(Excerpts of pointing data)

┄┄┄┄┄┄

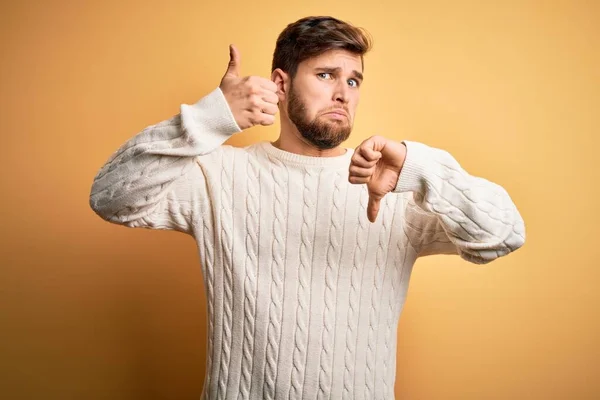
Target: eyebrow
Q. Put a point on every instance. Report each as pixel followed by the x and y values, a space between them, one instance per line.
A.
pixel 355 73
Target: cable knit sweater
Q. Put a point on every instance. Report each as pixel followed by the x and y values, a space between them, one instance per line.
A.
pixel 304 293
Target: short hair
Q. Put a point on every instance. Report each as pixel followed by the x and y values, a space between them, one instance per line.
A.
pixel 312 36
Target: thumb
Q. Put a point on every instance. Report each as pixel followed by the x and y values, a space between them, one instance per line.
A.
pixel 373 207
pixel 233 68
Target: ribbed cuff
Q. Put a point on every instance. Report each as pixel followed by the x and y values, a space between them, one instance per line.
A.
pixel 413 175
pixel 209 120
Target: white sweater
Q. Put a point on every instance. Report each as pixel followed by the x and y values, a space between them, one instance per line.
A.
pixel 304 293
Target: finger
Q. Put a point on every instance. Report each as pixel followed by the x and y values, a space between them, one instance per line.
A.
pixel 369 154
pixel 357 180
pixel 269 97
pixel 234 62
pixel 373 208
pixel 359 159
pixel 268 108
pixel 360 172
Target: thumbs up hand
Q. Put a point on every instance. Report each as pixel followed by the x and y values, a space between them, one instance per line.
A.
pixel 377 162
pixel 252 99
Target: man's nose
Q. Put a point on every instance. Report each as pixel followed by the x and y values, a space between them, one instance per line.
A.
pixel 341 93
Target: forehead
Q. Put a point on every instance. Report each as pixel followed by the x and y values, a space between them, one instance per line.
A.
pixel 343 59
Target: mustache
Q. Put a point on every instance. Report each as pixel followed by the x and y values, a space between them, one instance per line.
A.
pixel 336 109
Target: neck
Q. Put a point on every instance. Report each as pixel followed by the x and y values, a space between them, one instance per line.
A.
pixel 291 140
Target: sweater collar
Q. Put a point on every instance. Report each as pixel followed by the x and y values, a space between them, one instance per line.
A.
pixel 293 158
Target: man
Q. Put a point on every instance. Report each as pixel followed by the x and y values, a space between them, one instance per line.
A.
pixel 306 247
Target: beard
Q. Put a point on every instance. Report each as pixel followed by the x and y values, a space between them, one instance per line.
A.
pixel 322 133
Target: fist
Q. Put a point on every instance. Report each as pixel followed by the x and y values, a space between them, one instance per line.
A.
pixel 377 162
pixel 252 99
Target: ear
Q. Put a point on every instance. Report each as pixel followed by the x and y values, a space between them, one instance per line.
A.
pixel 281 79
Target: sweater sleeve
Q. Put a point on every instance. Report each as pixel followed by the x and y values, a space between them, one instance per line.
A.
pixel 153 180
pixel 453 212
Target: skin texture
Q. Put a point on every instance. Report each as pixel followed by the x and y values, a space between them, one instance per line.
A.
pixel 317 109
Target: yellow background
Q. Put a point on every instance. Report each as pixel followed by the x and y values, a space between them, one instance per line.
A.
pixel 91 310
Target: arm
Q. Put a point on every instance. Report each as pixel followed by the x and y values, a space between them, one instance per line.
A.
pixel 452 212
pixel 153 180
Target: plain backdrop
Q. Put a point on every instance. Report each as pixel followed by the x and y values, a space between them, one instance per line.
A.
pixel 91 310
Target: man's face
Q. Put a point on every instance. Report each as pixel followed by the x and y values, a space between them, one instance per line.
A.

┄┄┄┄┄┄

Copy out the records word for word, from the start of the records up to and including the line with "pixel 312 36". Leave the pictures out of your answer.

- _The response_
Target: eyebrow
Q. Put a point on every instance. Report each as pixel followed by the x and y values, a space between them, one instance per line.
A.
pixel 355 73
Target: cable knit sweater
Q. Put a point on every instance. Report each as pixel followed by the x and y values, a space between them, one instance per line.
A.
pixel 304 293
Target: short hair
Q. Put a point on every instance. Report each as pixel followed by the x and y values, a space between them, one instance per line.
A.
pixel 312 36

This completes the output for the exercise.